Supplied records -
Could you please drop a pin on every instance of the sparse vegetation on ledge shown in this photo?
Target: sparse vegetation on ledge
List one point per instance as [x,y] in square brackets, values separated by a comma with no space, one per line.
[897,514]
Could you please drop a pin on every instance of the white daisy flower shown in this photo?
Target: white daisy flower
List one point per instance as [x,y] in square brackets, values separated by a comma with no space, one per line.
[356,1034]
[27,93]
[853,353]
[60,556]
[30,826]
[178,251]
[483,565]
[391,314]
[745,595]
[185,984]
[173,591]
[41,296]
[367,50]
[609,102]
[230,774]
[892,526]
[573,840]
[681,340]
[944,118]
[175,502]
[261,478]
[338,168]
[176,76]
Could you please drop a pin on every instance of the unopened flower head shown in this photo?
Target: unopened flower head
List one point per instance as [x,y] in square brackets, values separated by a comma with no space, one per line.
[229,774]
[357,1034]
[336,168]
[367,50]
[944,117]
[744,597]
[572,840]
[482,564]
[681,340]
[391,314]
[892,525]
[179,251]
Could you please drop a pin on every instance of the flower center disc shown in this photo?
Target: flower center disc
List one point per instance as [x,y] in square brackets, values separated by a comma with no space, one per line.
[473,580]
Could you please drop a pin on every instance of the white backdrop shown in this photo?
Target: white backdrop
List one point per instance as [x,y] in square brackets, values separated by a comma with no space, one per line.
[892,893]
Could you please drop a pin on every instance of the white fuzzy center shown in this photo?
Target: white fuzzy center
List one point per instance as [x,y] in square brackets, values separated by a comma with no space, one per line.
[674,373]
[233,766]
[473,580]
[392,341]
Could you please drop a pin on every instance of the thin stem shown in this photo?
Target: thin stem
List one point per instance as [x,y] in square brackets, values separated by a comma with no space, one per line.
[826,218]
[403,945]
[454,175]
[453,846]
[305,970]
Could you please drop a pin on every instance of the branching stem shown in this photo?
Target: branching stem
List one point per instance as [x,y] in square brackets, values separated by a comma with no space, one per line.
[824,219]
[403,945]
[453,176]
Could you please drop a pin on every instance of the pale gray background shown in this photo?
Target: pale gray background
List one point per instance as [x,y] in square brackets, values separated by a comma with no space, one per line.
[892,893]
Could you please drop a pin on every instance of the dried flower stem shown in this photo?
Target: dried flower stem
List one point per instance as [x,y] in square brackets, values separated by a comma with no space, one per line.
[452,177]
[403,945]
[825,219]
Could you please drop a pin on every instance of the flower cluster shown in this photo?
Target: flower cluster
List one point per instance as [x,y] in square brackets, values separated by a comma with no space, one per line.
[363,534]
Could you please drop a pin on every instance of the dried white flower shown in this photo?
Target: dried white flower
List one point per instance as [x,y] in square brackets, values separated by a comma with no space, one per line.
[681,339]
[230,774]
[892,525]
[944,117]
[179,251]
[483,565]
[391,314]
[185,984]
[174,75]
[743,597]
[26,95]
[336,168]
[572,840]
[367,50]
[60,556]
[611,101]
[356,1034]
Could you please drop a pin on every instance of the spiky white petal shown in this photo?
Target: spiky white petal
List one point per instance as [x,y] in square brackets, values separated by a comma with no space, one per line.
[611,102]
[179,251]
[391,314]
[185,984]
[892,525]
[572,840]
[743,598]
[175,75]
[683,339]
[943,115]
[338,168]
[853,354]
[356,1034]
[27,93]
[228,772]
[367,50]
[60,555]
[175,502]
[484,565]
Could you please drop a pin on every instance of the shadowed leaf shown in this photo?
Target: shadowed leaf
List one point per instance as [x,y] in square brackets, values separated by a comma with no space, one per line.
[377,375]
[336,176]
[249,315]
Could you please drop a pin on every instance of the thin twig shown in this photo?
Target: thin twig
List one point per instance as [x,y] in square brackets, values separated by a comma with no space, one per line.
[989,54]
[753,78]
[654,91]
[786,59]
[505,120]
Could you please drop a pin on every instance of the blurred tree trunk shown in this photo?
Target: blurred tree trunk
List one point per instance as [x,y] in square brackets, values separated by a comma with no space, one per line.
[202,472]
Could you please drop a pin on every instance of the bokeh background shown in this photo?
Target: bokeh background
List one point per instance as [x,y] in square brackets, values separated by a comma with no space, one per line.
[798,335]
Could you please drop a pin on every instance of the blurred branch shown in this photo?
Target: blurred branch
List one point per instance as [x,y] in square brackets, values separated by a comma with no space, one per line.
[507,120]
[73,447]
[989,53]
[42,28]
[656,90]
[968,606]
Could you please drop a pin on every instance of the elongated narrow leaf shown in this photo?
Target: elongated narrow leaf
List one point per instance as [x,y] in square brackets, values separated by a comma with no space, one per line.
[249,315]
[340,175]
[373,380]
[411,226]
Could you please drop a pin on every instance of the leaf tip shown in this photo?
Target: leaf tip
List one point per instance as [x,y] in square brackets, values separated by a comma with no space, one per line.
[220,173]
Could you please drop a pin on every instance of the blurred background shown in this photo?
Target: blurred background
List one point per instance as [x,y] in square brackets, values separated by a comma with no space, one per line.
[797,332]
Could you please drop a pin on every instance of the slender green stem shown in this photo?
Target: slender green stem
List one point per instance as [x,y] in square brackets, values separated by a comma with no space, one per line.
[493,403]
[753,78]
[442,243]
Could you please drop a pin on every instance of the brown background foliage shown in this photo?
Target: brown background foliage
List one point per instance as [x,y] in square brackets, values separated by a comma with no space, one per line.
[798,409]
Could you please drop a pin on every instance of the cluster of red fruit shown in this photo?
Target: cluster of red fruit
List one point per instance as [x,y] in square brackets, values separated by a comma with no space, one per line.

What the exercise asks - Output the complete data exactly as written.

Solution below -
Could you please drop a pin on every instance of the sparse vegetation on ledge shown in this photo?
Target: sparse vegetation on ledge
List one point per instance as [x,y] in square brackets, values separated by a comma with no space, one per line.
[897,514]
Could you please drop a pin on every instance of the white daisy flower shown in this photo?
Target: white daisy flower
List one point per instance as [x,y] in square brackets, values separated by a comma with no space, one per line.
[356,1034]
[27,93]
[853,353]
[60,556]
[30,826]
[178,251]
[483,565]
[391,314]
[745,595]
[185,984]
[173,591]
[41,296]
[367,50]
[609,102]
[230,774]
[892,526]
[573,840]
[681,340]
[944,118]
[175,502]
[261,478]
[338,168]
[176,76]
Could you please drop a pin on every instance of the unopened flower head shown in this photo?
Target: unopened flower head
List one point per instance as [x,y] in square brackets, values separated by a comma with no space, one per line.
[229,774]
[357,1034]
[336,168]
[367,50]
[944,117]
[744,597]
[572,840]
[482,564]
[681,340]
[391,314]
[892,525]
[179,251]
Could you please drop a pin on every instance of the flower center disc shown in this photo?
Target: flower center disc
List one point per instance as [x,y] in square brackets, values separated by a comma with no space, one per line.
[473,580]
Could you please drop a pin on every instance of the white backdrop shown in this photo?
Target: white backdrop
List one point per instance as [x,y] in square brackets, values separated by a comma with no space, one per line.
[892,893]
Could you please drop a pin on every instance of the white fuzzy center shown in this photo?
Target: white fuzzy center
List one point per instance as [x,y] in square brackets, values separated by a comma with no space, one per line.
[674,373]
[233,766]
[473,580]
[392,341]
Could you please drop a pin on every instance of the thin stem shown in this photo?
Target: thin stem
List one point per instance as [x,y] in square brackets, values separated by a comma with no space, one per line.
[826,218]
[403,945]
[454,175]
[453,846]
[305,970]
Could you please drop a pin on every instance of the branching stem shown in this photo?
Target: branching stem
List one point per instance as [x,y] in square brackets, values separated by a comma with no space, one per line.
[824,219]
[403,945]
[453,176]
Could you please drop a pin on every instance of the pale gray background shown in this photo?
Target: pale gray background
List one point per instance as [x,y] in square brackets, values separated by a comma with no space, one per line.
[892,893]
Could you please drop a pin on every instance of the dried flower stem shown in this photo?
Target: dried flower stem
List one point per instance as [x,y] in square brackets, values separated by a comma with no space, one per line.
[452,177]
[403,945]
[825,219]
Could you please drop a pin on every instance of the flower cluster shown in this photo?
Target: flower cluster
List one point per instance as [x,y] in square brackets, values separated by a comma with no space, one per line.
[363,534]
Could you please drop a pin on every instance of the dried white flower shown in this photo?
Target: dried white flower
List one point per instance as [x,y] in square brackets, values separated by a comma with no space, one per line.
[681,339]
[230,774]
[892,525]
[944,117]
[179,251]
[483,565]
[391,314]
[185,984]
[174,75]
[743,597]
[26,95]
[336,168]
[572,840]
[367,50]
[60,556]
[611,101]
[356,1034]
Could you please drop a pin on every instance of the spiky white petal shown in this photo?
Target: spiky white petal
List one point per instance as [x,y] in square brackets, values separated by a comma with no space, one per line.
[611,102]
[179,251]
[391,314]
[185,984]
[892,525]
[572,840]
[743,598]
[175,75]
[683,339]
[943,115]
[338,168]
[853,354]
[356,1034]
[27,93]
[228,772]
[367,50]
[60,555]
[175,502]
[484,565]
Could you please drop a pin on every instance of the shadowed leaf shown in this photo?
Target: shadowed leaf
List one point per instance as [x,y] in square brackets, values separated by a comma with no space, one per line.
[377,375]
[336,176]
[249,315]
Could you please drop a pin on every instance of the thin twig shown in this photo?
Target: thin twig
List one point per instance as [x,y] in square brackets, values separated by a comma with no space, one per line.
[989,54]
[753,78]
[654,91]
[786,59]
[505,120]
Could you please drop a pin on every instance of the blurred tree trunk shown in this photo?
Target: blurred tree trunk
List one point per instance as [x,y] in square brackets, values separated by a comma with no space, one per line.
[202,472]
Could you please drop a pin on every instance of the bokeh background shown in this photo?
Target: bokeh background
List one point per instance as [x,y] in square brackets, values separated by a comma with no space, one per line.
[798,335]
Could you please drop a pin on every instance of the blurred branch shown in this photo?
Target: blurred branch
List one point per instance as [x,y] in square brackets, values separated by a comma with no space, one per line.
[507,120]
[73,447]
[989,53]
[42,28]
[656,90]
[968,606]
Could you please drop a pin on every instance of the elongated narrow leaf shown in this photo?
Target: elongated narrow leaf
List one point per instance as [x,y] in square brackets, values separated by a comma with no space, one per line.
[249,315]
[340,175]
[373,380]
[411,226]
Could you please drop a pin on every instance of the leaf tip shown in this photo?
Target: leaf tip
List one point per instance as [x,y] in square brackets, values separated by a comma with no space, one per line.
[220,173]
Could you please drop a pin on every instance of the blurred background shown in this photo?
Target: blurred background
List one point per instance as [x,y] in square brackets, values separated by a comma with no space, one per line.
[797,332]
Could you please drop a pin on every instance of the slender green stem shown in this photo?
Target: slender green stem
List one point per instance as [x,y] in square brackets, values separated by a comma with no space, one per line.
[493,403]
[753,78]
[442,243]
Could you please drop a pin on every instance of the brown background foliage shown in this photo?
Target: brown background foliage
List one point per instance as [x,y] in square brackets, values separated by a comma with no space, one per line.
[798,409]
Could you please drop a pin on every instance of the cluster of red fruit shown in this photo?
Target: cluster of red fruit
List one point per instance as [x,y] in square brackets, values separated by a comma with no space, one per line.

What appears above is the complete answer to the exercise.